Saved data entries

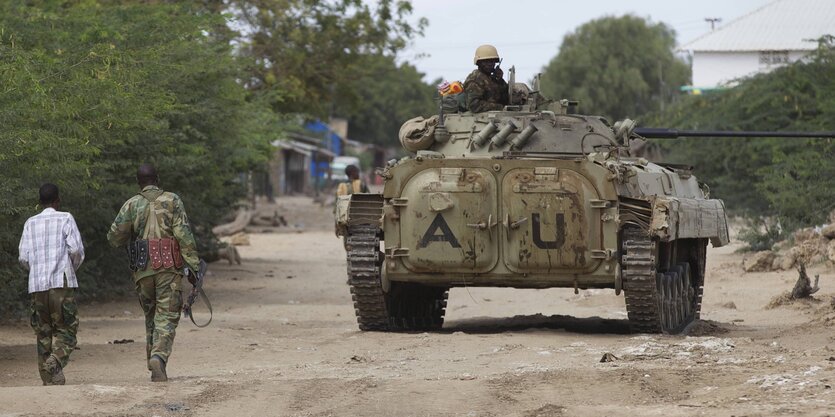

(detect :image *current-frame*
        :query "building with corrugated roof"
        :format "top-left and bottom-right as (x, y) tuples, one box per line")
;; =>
(679, 0), (835, 91)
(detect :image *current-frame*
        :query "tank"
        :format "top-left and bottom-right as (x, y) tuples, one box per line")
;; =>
(336, 71), (835, 334)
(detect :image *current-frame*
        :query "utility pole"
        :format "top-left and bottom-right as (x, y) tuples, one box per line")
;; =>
(705, 17), (722, 32)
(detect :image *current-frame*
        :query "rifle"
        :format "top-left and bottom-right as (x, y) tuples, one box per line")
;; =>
(183, 259), (212, 327)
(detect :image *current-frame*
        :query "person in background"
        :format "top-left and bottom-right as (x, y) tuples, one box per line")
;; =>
(336, 165), (368, 196)
(18, 183), (84, 385)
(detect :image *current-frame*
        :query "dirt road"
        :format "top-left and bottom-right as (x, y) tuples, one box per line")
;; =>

## The problem
Extract every line above that contains the string "query", matching case exactly.

## The result
        :query "building with corrugated roof"
        :query "tank"
        :query "utility pole"
        :query "rifle"
        :query "person in background"
        :query "dirt road"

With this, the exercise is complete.